▶ _WHAT YOU WILL DO_
Can you update the listing below so that each "marker" becomes "dot", leaving everything else unchanged?

▶ _RECORDS PROVIDED_

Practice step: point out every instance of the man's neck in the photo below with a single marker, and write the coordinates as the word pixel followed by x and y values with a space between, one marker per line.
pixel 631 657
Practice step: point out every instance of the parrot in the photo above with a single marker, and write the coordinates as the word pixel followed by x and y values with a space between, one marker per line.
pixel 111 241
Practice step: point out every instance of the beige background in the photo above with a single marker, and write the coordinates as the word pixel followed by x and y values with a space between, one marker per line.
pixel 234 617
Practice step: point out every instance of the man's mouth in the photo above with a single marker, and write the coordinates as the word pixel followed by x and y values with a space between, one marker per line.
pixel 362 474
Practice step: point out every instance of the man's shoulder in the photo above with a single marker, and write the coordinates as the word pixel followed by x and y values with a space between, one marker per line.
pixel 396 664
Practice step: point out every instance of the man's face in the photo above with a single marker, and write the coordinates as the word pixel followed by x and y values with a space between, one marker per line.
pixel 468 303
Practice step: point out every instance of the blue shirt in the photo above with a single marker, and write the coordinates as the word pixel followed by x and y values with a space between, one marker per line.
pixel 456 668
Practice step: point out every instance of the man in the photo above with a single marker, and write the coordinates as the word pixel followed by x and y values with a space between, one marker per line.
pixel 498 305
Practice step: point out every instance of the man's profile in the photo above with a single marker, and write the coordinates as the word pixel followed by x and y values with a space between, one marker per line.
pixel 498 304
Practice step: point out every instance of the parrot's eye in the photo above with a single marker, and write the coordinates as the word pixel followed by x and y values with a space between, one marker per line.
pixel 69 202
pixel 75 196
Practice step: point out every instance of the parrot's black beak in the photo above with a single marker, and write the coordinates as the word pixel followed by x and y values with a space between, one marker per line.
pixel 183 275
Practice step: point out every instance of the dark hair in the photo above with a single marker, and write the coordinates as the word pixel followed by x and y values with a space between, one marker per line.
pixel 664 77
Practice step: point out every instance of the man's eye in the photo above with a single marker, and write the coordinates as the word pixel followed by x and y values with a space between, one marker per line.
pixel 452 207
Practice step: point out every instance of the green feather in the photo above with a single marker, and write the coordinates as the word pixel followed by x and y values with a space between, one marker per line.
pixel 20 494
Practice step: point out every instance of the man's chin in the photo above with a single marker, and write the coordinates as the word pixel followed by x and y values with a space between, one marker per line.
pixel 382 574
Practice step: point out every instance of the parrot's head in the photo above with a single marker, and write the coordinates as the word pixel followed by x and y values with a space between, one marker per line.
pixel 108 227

▶ _OUTPUT FOR THIS TASK_
Practice step: point out every instance of the man's neck in the photo below with a single dot, and write the coordinates as the word pixel followed by x and y values with a space between, one dot per line.
pixel 631 657
Practice step: point out every instance of the parrot in the photo above with a single dot, and write the coordinates as the word pixel followed by x and y values with a space between, one dot per line.
pixel 111 241
Practice step: point out every instance of the beige background in the photo above with a single dot, and write the coordinates as the word pixel followed by x and y values with a space between, one dot per line.
pixel 234 617
Practice step: point out every instance of the man's mouth in the photo above with a single dot, and write the coordinates as the word pixel followed by x and y values with a space between, one dot per line.
pixel 362 474
Practice step: point out every instance of the man's shoulder in the photo above with a single dot, and write the coordinates as the word pixel followed by x and y values with a space between, one dot per line.
pixel 396 664
Practice step: point out every instance of the man's face in the photo above with a single dot, and write the coordinates as the word pixel followed by x and y values with a space between, one dot per line.
pixel 468 303
Practice step: point out every instance of the blue shirt in the photo above with a single dot, and write the coordinates as the word pixel followed by x and y values with a space between, one dot per line.
pixel 456 668
Practice step: point out every instance of the man in the photo above with a single dot, and write the coordinates as the word pixel followed by x and y values with a space between, one dot per line.
pixel 498 305
Practice step: point out every instance of the man's profile in the photo above with a single dot, and write the coordinates as the word pixel followed by x and y values with a space between, one dot per line.
pixel 498 304
Practice step: point out every instance of the parrot's eye in the photo above with a single dot, and write the coordinates as the word pixel followed by x and y values with a space between, one dot per line.
pixel 69 202
pixel 75 196
Practice step: point out every instance of the parrot's black beak in the photo above with a single dot, and write the coordinates as the word pixel followed by x and y values with a space between, one dot per line.
pixel 183 275
Practice step: point out every instance of the dark hair in the photo above with a single dot, and write the coordinates as the word pixel followed by x and y values with a space between, one dot per line.
pixel 664 77
Practice step: point out every instance of the man's eye in the photo above with a single dot, and write the coordinates as the word pixel followed by x and y values with a space between, one dot per line.
pixel 452 207
Practice step: point out every instance of the green feather in the photo above with a single dot, and write the coordinates as the word pixel followed by x and y values with a space between, one dot per line.
pixel 20 494
Practice step: point out every instance of the man's chin in the photo above with a single dot, and write the coordinates as the word pixel followed by x and y values with a space between, one dot per line.
pixel 382 574
Practice step: point out every instance of the parrot's head in the photo above with a single dot, and write the coordinates as the word pixel followed by x and y values with a space between, one dot per line.
pixel 108 227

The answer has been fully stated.